■ Text section
○ ○ ○ ○

Here’s a sentence that has been true for millennia: Change is coming. In pharmacy, for the next six months to two years, this could be truer than ever as laws and regulations come into effect that could benefit the profession. Some expected changes have been long sought for, while others are of more recent vintage. Many will come through new or modified state and federal legislation or regulations.
But what policy changes might be nearer rather than further off and how will they affect the practice of pharmacy? We’ve narrowed it down to four areas of change and then asked some experts what to expect.
1. PBM Transparency Rule Changes
Pharmacists have been complaining fora long time that PBMs do not reimburse them fairly, and state legislatures are starting to take notice, says Allie Jo Shipman, PharmD, MBA, associate director for state government affairs at NCPA.
Many states have passed legislation related to transparency on the part of PBMs. Fair pharmacy audit legislation, which allows state regulatory agencies to audit PBMs for information on what drugs cost compared to the reimbursement to pharmacies, has passed in about 40 states, Shipman notes. Greater transparency would help retail pharmacies understand reimbursement policies and rates. “One big trend that we saw come up this year especially is trends in transparency and disclosure reporting, especially for state Medicaid agencies.” Kentucky, Georgia, and Louisiana are among states that are requiring PBMs to release information on drug pricing and reimbursement rates to pharmacies as it relates to Medicaid or other state health benefit plans.
One catalyst triggering lawmakers to act on PBM transparency was CVS Caremark’s move last year to cut reimbursement rates for drugs in several states, Shipman says. “It is finally starting to come to a head where state legislators have been hearing from pharmacists and from [pharmacy] associations about PBMs and these practices,” she says.

○ ○ ○ ○

■ Information given

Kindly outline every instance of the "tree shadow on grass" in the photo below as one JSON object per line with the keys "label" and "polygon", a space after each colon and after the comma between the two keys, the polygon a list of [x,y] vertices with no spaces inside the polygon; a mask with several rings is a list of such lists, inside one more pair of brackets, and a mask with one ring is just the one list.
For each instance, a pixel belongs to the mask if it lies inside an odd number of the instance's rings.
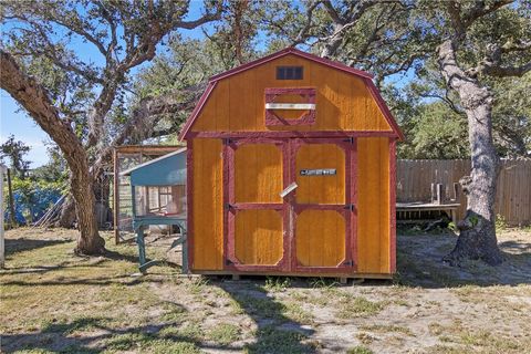
{"label": "tree shadow on grass", "polygon": [[[186,311],[180,309],[179,311]],[[2,336],[2,353],[43,350],[54,353],[140,352],[200,353],[201,348],[227,348],[205,343],[187,334],[179,321],[139,326],[116,326],[111,317],[80,317],[70,322],[48,323],[40,331]]]}
{"label": "tree shadow on grass", "polygon": [[499,242],[506,259],[501,266],[471,260],[464,261],[460,267],[450,267],[442,258],[452,250],[456,240],[451,232],[399,233],[396,281],[428,289],[531,284],[531,240]]}
{"label": "tree shadow on grass", "polygon": [[40,240],[40,239],[6,239],[6,257],[19,252],[31,251],[34,249],[72,242],[70,239]]}
{"label": "tree shadow on grass", "polygon": [[287,306],[254,282],[220,281],[215,285],[228,293],[257,324],[254,341],[246,345],[248,353],[315,353],[314,345],[309,343],[314,331],[288,317]]}

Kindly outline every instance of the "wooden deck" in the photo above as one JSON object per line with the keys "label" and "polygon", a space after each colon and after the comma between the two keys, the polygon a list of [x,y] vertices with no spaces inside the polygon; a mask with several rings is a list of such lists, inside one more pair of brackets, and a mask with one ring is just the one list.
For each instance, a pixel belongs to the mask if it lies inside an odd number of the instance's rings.
{"label": "wooden deck", "polygon": [[454,225],[457,225],[457,209],[460,204],[433,204],[433,202],[397,202],[396,212],[415,212],[415,211],[445,211],[450,215],[451,221]]}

○ ○ ○ ○

■ Questions
A - In the pharmacy policy article, rewrite the paragraph that begins "Many states have passed legislation" as a short list that keeps its main facts.
B - Does the pharmacy policy article support each statement? Answer yes or no, and quote the words that decide it.
(i) Fair pharmacy audit legislation has passed in about 40 states.
(ii) The article narrows the coming changes down to five areas.
(iii) Allie Jo Shipman works on federal government affairs at NCPA.
C - Carry on the pharmacy policy article from its last sentence, keeping its tone.

■ Answers by item number
A -
- Many states have passed laws on PBM transparency.
- Fair pharmacy audit laws have passed in about 40 states. These laws let state regulatory agencies audit PBMs to compare what drugs cost with what pharmacies are paid.
- More transparency would help retail pharmacies understand reimbursement policies and rates.
- Shipman says a big trend this year was transparency and disclosure reporting, especially for state Medicaid agencies.
- Kentucky, Georgia, and Louisiana are among the states that require PBMs to share drug pricing and reimbursement rates with pharmacies for Medicaid or other state health benefit plans.

B -
(i) Yes: "has passed in about 40 states"
(ii) No: "We’ve narrowed it down to four areas of change"
(iii) No: "associate director for state government affairs at NCPA"

C -
Arkansas is the first state to pass a law to fully authorize its insurance commissioner to regulate PBMs. The law permits the state insurance commissioner to review and approve PBM compensation programs to ensure that reimbursement for prescriptions is fair and reasonable, says Jason Rapert, a Republican state senator in Arkansas, who is also president of the National Council of Insurance Legislators. The council, made up primarily of state legislators, creates model versions of laws that can be used to draft legislation. The organization has drafted a template, “Pharmacy Benefits Manager Licensure and Regulation Model Act,” that states can tailor to their needs.
“[PBMs] have been getting away with making up their own rules, playing their own version of street ball here, and nobody’s calling foul,” says Rapert. “We need a referee that can actually operate in this arena,” he tells Drug Topics. The goal of the law is to “pull back the curtain” and see what is going on in PBMs, he says. Pharmacists across the country, who have commented on the draft.
Giving states more oversight to PBM operations does not always require new legislation, Shipman notes. Some states, like Pennsylvania and Montana, are having their auditors general look more closely at PBMs, she says. “Even if they haven’t passed legislation, they are still looking at PBMs with greater scrutiny.”